+++ Source data +++
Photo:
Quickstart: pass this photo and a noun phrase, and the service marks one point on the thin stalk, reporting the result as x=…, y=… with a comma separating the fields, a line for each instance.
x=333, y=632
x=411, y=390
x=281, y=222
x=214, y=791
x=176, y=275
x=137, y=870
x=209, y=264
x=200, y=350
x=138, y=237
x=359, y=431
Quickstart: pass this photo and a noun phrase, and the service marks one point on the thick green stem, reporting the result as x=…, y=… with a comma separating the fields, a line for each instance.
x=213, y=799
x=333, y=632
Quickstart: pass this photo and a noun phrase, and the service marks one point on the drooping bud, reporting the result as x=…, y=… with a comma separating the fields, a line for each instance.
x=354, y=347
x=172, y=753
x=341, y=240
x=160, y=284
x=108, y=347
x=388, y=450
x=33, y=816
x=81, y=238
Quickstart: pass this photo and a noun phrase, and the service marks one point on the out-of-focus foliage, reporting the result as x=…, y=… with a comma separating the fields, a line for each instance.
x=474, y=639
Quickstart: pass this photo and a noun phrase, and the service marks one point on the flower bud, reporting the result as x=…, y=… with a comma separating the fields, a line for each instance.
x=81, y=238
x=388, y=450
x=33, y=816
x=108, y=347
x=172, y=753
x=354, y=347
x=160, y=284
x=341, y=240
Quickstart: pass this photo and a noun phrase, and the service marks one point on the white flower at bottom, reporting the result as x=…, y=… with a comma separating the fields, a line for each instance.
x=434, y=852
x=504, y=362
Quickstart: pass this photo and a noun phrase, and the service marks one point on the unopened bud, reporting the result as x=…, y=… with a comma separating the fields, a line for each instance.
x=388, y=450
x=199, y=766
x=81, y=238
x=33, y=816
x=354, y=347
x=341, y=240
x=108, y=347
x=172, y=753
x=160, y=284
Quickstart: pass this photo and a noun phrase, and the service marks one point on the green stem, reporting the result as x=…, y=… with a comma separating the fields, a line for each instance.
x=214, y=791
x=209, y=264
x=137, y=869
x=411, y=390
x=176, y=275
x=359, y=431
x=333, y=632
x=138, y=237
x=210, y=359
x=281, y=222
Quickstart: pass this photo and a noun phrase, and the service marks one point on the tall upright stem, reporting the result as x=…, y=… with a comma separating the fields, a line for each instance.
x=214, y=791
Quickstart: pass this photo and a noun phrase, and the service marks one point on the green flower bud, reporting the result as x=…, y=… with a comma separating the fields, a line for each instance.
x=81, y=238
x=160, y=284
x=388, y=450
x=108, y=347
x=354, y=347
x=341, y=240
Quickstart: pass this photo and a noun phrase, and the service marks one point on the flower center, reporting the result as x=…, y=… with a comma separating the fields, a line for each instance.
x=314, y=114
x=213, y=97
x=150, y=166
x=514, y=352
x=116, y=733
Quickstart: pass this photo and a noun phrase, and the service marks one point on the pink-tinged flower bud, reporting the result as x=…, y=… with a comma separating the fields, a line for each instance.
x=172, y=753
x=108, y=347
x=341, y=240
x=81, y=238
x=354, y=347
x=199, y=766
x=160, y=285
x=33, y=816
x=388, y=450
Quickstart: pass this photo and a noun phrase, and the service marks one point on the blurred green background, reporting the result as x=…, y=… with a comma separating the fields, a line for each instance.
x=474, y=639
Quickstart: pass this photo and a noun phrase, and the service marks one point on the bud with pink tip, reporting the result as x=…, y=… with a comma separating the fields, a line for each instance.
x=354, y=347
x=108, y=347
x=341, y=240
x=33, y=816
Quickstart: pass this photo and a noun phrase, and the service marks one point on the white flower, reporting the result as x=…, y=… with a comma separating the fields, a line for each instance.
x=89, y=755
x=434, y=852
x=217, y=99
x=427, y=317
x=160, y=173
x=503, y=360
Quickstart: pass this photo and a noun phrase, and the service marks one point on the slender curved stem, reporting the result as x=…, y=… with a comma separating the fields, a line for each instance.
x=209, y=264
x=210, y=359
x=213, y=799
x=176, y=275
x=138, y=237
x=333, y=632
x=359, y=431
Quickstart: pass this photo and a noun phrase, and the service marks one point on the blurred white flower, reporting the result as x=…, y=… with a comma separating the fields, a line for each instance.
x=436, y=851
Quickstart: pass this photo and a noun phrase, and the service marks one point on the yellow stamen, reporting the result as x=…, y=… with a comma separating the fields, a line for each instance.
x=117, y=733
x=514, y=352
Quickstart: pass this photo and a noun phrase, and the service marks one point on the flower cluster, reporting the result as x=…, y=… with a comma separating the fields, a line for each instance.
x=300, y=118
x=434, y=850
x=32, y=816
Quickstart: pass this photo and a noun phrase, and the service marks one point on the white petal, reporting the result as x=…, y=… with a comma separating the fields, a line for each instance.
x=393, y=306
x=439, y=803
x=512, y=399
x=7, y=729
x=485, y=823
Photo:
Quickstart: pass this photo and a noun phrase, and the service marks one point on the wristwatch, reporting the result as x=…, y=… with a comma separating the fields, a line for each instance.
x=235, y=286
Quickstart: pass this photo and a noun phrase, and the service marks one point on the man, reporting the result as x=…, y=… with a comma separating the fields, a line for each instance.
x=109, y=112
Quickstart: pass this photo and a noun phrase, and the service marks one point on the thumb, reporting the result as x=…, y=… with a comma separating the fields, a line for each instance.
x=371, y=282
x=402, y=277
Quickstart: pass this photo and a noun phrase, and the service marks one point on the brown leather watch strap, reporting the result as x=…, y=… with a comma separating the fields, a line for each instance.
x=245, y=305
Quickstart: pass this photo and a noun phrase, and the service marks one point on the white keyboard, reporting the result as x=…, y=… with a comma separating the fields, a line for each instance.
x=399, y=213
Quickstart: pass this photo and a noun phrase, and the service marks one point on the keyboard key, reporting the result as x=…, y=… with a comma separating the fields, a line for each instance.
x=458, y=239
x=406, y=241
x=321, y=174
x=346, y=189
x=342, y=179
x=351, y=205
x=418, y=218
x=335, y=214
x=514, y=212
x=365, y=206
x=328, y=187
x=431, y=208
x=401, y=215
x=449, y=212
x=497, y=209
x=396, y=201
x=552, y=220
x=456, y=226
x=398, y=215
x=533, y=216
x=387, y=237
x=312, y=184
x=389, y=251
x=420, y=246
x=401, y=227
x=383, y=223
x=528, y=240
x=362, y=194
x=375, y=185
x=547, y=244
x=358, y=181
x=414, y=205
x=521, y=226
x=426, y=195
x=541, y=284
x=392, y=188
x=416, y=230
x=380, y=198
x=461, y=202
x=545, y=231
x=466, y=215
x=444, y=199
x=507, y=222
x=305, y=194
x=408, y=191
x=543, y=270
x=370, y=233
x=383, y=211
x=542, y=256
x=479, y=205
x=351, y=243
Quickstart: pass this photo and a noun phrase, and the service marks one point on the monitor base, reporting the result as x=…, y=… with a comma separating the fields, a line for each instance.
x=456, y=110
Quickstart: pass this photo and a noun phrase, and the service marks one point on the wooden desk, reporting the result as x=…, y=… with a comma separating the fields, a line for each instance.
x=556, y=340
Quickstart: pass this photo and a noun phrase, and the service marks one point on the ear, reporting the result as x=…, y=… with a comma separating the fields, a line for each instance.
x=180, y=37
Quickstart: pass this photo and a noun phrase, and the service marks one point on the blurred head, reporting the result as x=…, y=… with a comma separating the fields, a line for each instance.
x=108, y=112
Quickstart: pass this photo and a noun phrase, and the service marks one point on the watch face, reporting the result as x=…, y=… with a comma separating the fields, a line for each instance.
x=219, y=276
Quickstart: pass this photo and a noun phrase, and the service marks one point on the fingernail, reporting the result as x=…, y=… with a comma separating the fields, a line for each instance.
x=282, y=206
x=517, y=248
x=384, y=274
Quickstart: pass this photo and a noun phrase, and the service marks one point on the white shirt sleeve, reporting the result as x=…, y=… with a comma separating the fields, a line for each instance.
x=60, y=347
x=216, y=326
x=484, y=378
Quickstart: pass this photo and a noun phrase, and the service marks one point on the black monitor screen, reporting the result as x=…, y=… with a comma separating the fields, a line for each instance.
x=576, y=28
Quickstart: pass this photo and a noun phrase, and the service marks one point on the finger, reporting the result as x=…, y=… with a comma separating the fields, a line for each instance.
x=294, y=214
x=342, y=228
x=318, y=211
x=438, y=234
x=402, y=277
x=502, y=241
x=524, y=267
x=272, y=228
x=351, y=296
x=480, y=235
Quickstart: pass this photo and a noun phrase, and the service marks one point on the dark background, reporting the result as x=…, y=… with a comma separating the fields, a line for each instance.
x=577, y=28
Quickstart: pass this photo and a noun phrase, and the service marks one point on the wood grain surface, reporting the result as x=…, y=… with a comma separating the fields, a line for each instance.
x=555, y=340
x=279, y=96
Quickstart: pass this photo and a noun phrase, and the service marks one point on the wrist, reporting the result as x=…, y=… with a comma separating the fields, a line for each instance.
+++
> _Task details_: Rewrite the stretch from the line containing "white flower at" through the line containing "x=504, y=362", swapping "white flower" for "pale blossom" and changing nothing else.

> _The solution_:
Quickstart: pass this photo and a noun phrase, and the service marks one point on the pale blossom at bottom, reporting the result as x=…, y=… with a comma separating the fields, a line for each instance.
x=434, y=852
x=504, y=362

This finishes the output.